What this task involves → Copy out the line containing "each like [712,133]." and each line after it, through the last one in the material, exactly as written.
━━ Exercise inputs ━━
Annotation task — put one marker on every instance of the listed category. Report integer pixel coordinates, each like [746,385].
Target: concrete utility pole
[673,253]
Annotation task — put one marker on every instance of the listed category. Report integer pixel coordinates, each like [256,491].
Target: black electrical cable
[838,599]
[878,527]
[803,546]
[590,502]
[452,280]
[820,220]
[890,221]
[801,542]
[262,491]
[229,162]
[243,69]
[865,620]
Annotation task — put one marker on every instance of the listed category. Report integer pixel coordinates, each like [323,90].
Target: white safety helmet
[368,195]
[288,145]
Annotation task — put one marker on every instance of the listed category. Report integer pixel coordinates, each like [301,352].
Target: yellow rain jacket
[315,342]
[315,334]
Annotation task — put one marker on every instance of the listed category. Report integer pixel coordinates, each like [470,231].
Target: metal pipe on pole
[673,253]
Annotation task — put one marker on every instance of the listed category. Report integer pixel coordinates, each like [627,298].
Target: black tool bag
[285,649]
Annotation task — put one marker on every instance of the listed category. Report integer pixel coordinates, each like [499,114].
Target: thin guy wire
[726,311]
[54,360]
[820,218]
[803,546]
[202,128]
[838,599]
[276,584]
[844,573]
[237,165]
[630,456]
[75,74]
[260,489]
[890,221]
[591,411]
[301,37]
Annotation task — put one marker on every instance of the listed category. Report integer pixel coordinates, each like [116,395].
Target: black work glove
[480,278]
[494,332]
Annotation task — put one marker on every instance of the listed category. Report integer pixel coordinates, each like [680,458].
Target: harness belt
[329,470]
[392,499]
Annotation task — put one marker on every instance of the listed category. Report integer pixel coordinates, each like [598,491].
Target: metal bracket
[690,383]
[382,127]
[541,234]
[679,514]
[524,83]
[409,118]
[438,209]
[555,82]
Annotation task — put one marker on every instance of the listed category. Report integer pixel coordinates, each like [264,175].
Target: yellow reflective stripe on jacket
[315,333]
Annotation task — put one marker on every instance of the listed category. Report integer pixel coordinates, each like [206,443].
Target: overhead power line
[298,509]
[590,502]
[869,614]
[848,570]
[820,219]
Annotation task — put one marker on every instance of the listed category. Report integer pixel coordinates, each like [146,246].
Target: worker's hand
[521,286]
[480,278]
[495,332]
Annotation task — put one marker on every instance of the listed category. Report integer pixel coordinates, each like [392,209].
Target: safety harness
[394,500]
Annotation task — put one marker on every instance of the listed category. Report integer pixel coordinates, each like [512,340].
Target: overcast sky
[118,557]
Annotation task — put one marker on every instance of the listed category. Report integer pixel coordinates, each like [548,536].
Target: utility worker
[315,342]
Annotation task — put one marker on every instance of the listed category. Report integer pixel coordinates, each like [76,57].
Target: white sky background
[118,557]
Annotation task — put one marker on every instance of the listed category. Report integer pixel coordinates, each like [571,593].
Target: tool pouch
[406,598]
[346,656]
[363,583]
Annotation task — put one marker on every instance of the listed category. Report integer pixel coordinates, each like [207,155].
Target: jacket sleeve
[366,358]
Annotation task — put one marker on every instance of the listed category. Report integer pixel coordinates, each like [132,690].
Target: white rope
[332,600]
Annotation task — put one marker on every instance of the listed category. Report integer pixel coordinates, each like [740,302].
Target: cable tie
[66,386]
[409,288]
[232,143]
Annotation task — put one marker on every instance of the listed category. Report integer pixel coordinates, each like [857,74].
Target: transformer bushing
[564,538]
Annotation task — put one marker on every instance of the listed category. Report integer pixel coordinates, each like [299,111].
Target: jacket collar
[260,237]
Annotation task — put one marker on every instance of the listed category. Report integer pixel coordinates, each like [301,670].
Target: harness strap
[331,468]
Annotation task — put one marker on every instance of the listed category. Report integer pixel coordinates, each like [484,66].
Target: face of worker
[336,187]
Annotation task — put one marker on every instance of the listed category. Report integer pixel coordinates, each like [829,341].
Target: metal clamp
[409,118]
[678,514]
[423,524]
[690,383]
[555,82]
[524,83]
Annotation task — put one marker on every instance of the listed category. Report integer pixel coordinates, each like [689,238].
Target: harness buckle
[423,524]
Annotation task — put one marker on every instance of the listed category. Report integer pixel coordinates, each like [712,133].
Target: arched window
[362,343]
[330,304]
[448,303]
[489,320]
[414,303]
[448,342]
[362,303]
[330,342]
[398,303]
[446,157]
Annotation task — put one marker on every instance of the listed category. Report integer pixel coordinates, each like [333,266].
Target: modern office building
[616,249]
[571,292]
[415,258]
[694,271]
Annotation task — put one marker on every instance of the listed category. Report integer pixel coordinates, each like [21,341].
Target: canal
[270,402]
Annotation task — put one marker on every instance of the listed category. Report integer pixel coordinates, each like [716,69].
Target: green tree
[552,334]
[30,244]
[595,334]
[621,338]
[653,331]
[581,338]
━━━
Answer in full →
Annotation task — put one marker on every instance of the listed category. Report integer pixel coordinates, each like [712,133].
Target: arched window
[362,343]
[330,304]
[448,303]
[489,320]
[414,303]
[448,342]
[362,303]
[330,342]
[398,303]
[446,157]
Annotation task — put one marker on every instance of the listed category. Report integer pixel coordinates, each like [333,266].
Target: modern office building
[616,249]
[571,292]
[415,258]
[694,271]
Annotation task — put one marker on every instance of the listed category. Report integer pixel coordinates, each like [21,341].
Target: canal
[270,402]
Annotation task — put one marker on every instance of the listed category. Report integer pixel coordinates, each like [716,69].
Target: green tree
[552,334]
[30,244]
[595,334]
[621,338]
[653,331]
[581,338]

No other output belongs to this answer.